> _Aim of the task_: Using the records below, copy out exactly the line that contains "Return one point per instance of the plant" and every line that follows it, up to and including the last, and no others.

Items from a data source

## begin

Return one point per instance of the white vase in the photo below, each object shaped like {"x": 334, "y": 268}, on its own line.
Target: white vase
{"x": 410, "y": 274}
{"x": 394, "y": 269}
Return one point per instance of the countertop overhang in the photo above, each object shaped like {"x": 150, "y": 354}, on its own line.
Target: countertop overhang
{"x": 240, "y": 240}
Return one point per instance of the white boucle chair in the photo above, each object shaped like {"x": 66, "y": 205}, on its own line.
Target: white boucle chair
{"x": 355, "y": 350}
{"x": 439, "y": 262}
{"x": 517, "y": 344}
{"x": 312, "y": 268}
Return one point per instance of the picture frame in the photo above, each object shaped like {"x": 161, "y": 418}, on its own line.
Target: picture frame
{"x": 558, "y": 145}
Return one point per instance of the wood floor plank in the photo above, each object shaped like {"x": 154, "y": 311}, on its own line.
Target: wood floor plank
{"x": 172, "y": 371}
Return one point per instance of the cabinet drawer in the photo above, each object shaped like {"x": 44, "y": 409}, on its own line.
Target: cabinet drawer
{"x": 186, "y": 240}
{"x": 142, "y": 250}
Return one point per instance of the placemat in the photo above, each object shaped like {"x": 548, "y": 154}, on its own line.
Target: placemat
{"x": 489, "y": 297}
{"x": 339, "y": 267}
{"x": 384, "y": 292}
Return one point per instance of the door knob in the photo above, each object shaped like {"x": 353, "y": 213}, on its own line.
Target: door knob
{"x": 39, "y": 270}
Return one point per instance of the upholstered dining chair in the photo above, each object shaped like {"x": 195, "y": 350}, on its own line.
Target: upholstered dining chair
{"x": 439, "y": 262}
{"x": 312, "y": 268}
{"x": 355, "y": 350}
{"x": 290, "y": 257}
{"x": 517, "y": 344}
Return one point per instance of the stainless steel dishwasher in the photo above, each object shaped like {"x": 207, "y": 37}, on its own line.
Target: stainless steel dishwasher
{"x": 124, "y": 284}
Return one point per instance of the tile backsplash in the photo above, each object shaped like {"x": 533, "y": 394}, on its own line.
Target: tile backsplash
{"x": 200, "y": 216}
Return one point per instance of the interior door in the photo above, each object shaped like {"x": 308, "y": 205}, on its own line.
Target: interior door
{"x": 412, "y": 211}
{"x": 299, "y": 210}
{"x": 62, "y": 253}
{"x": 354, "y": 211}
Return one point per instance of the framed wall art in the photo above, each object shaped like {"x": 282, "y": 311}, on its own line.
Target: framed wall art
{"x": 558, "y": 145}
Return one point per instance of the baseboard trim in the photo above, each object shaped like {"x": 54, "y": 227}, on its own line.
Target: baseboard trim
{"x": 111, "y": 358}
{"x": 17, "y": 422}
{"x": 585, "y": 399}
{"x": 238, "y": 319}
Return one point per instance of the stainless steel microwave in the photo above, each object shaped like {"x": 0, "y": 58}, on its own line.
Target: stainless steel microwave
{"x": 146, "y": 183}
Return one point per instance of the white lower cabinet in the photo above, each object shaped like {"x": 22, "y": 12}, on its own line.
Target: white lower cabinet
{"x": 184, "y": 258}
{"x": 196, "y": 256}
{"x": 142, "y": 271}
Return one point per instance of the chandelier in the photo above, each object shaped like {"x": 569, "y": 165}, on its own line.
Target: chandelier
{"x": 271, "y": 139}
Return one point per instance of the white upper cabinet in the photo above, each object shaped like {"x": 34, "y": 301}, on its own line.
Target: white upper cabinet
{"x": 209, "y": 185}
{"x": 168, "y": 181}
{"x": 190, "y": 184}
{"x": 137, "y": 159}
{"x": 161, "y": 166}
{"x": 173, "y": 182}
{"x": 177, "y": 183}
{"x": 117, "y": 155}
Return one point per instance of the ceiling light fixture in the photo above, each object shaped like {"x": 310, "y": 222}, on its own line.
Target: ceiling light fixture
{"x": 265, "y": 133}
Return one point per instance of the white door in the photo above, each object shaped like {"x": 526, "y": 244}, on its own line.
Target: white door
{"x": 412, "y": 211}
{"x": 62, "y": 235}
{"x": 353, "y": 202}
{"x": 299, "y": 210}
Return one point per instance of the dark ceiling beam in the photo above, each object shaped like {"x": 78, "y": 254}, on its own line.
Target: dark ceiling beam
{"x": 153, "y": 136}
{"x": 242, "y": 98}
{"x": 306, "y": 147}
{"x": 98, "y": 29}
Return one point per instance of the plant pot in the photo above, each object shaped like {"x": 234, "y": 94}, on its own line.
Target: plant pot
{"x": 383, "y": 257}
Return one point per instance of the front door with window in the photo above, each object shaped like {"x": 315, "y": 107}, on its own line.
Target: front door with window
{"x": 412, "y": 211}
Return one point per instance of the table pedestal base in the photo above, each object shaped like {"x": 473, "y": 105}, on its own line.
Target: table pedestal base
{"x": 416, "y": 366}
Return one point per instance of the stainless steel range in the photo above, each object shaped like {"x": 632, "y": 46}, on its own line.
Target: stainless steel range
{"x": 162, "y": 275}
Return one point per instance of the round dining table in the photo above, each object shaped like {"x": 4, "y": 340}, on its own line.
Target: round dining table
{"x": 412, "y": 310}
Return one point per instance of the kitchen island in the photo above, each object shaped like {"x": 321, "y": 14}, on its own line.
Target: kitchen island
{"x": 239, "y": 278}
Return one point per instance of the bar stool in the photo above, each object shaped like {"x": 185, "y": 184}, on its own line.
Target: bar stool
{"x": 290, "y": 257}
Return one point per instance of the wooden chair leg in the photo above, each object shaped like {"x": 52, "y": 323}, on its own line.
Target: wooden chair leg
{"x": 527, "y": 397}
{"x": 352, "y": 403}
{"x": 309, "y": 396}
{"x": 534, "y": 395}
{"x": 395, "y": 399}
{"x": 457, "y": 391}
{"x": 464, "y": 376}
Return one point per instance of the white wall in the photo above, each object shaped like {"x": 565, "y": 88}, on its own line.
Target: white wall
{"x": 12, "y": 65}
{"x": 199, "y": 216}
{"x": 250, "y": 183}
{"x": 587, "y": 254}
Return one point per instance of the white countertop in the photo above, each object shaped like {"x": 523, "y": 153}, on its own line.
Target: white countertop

## end

> _Result for this task_:
Return one point per instance of the plant pot in the photo above, each object shaped like {"x": 234, "y": 94}, on its own line.
Target: plant pot
{"x": 383, "y": 257}
Return one point per instance of the front door with window in the photo above, each object shaped like {"x": 315, "y": 107}, on its own line.
Target: front door with window
{"x": 412, "y": 211}
Return one point per instance of the table pedestal base in the photo above, each object shaped like {"x": 473, "y": 105}, on its own line.
Target: table pedestal base
{"x": 416, "y": 366}
Return one point per instance of the stainless steel range in the photo above, each object shaped like {"x": 632, "y": 46}, on its own line.
Target: stainless steel range
{"x": 162, "y": 275}
Return one point per instance of the round dining table in the photo above, each object shaped like {"x": 4, "y": 340}, on its own line.
Target: round dining table
{"x": 412, "y": 310}
Return one point per instance of the kitchen island in the photo above, each object shaped like {"x": 321, "y": 14}, on its own line.
Target: kitchen island
{"x": 239, "y": 278}
Return one point per instance of the bar stool in the photo above, each object shaped like {"x": 185, "y": 184}, on its own line.
Target: bar stool
{"x": 290, "y": 257}
Return one point per instance of the wooden chair leg in the photo above, each object shaped like {"x": 52, "y": 323}, on its own line.
Target: wooden chair leg
{"x": 527, "y": 397}
{"x": 352, "y": 403}
{"x": 309, "y": 396}
{"x": 534, "y": 395}
{"x": 395, "y": 399}
{"x": 457, "y": 391}
{"x": 464, "y": 376}
Return one point per instance of the white wall in the photo above, each object shaped like {"x": 565, "y": 88}, on its own line.
Target: white wall
{"x": 12, "y": 65}
{"x": 199, "y": 216}
{"x": 250, "y": 183}
{"x": 587, "y": 254}
Return one point per instance of the white countertop in the photo above, each object shaped like {"x": 523, "y": 153}, on its own line.
Target: white countertop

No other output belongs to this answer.